** Begin Dataset extract **
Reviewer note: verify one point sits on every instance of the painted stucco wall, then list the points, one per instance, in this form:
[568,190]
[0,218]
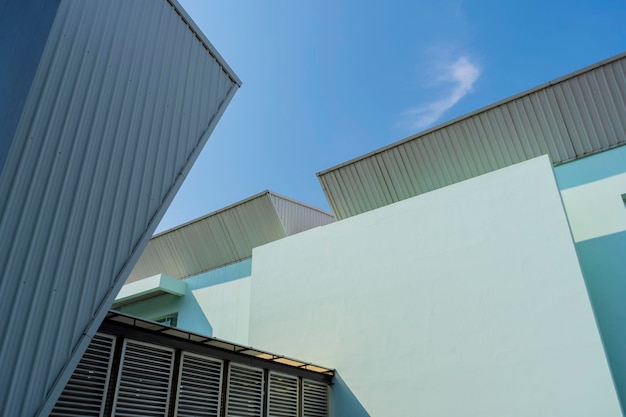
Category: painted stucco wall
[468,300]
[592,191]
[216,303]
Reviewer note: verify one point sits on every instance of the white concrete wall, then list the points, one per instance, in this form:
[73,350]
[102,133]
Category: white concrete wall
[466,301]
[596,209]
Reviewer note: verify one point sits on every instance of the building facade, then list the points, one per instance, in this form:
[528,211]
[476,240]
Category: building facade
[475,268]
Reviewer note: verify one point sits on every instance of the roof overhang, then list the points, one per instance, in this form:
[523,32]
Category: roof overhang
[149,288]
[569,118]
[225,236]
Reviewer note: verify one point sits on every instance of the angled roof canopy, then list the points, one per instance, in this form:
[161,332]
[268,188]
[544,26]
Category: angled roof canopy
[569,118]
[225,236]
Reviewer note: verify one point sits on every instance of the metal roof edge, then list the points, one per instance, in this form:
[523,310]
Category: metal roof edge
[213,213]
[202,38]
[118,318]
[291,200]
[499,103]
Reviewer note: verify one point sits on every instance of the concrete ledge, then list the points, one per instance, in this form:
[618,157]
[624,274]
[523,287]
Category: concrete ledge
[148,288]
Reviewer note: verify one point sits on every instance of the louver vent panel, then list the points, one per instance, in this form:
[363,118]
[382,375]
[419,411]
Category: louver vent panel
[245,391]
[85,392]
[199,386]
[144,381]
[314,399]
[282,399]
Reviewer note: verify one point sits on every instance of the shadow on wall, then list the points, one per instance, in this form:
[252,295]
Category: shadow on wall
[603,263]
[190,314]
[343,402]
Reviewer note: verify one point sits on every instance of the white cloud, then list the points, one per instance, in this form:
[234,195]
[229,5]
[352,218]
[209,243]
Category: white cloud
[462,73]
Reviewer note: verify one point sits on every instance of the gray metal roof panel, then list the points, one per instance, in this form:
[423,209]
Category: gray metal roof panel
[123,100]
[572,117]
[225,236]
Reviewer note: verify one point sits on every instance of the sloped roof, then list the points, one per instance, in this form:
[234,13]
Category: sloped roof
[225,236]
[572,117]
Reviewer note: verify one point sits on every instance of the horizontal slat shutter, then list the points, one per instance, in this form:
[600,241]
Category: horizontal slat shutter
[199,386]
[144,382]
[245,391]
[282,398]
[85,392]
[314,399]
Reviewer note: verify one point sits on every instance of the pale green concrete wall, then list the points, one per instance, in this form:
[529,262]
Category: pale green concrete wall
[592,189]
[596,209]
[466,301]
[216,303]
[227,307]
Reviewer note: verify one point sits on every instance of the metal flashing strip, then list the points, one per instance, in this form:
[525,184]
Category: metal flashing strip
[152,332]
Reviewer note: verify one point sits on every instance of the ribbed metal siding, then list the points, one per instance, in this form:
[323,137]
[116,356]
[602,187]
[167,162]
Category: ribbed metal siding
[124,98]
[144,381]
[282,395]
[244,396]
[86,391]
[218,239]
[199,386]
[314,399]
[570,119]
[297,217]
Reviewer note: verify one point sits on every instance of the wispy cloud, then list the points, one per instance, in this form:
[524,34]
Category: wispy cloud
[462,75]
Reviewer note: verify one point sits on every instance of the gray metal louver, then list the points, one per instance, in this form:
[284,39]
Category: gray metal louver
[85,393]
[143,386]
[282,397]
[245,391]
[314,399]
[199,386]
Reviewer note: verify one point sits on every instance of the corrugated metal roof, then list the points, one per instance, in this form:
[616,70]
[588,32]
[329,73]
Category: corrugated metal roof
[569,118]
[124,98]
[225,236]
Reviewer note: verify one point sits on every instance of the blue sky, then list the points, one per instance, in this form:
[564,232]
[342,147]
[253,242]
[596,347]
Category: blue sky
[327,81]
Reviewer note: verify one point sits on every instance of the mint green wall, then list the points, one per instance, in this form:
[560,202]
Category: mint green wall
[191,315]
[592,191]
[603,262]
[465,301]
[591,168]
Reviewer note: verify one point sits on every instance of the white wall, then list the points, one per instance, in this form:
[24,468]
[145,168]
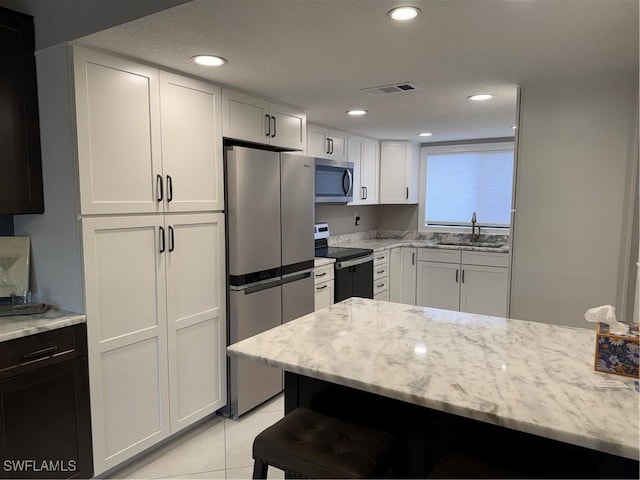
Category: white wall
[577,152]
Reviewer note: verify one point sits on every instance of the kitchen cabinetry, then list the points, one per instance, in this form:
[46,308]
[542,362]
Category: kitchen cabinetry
** End Dataset extract **
→ **Stated task**
Copy the listing word for word, starting at the line that contains "of the ribbed" and ending at the last line of the listing, with both of those lines included. Leave out any pictures.

→ **Worked answer**
Reviewer note: verify one point sits on every instance of the ribbed metal siding, then list the points, one per instance, in this form:
[323,137]
[116,356]
[602,187]
[167,162]
Category: ribbed metal siding
[124,98]
[144,381]
[282,395]
[244,396]
[86,391]
[218,239]
[199,386]
[314,399]
[570,119]
[297,217]
Reviewer note: verify one point sits on every instance of the wispy cloud, then list the points, one per instance, in this form:
[524,34]
Category: wispy cloud
[462,75]
Reviewer note: verify one point sits on every instance of the gray metal louver, then list the points, one per instance, in this form:
[284,39]
Category: gray metal louver
[85,393]
[143,386]
[282,397]
[245,391]
[314,399]
[199,386]
Reviewer note: verify one point sits on every instance of the corrugated metal roof, then list the points, one per instance, in this form:
[616,70]
[588,32]
[329,73]
Category: corrugated metal roof
[569,118]
[124,98]
[225,236]
Reviewer note: verify one point sits on every instance of the blue sky, then list the points, one per instance, in this form:
[564,232]
[342,147]
[253,242]
[596,347]
Category: blue sky
[327,81]
Reviewer note: verify one point sits on every instance of the mint green wall, then list the points, one per instance, in this form:
[560,202]
Category: mint green wall
[191,315]
[592,191]
[603,262]
[465,301]
[591,168]
Reviewer note: verify one point sits on every instance of the white wall, then list the points, one per instance, in this form:
[24,468]
[145,168]
Category: white wall
[577,152]
Reviewer note: verify one point sits on every instance of the kitchen cabinetry, then list the points, one per instance, in this form:
[46,308]
[542,362]
Category: kitchen cabinetry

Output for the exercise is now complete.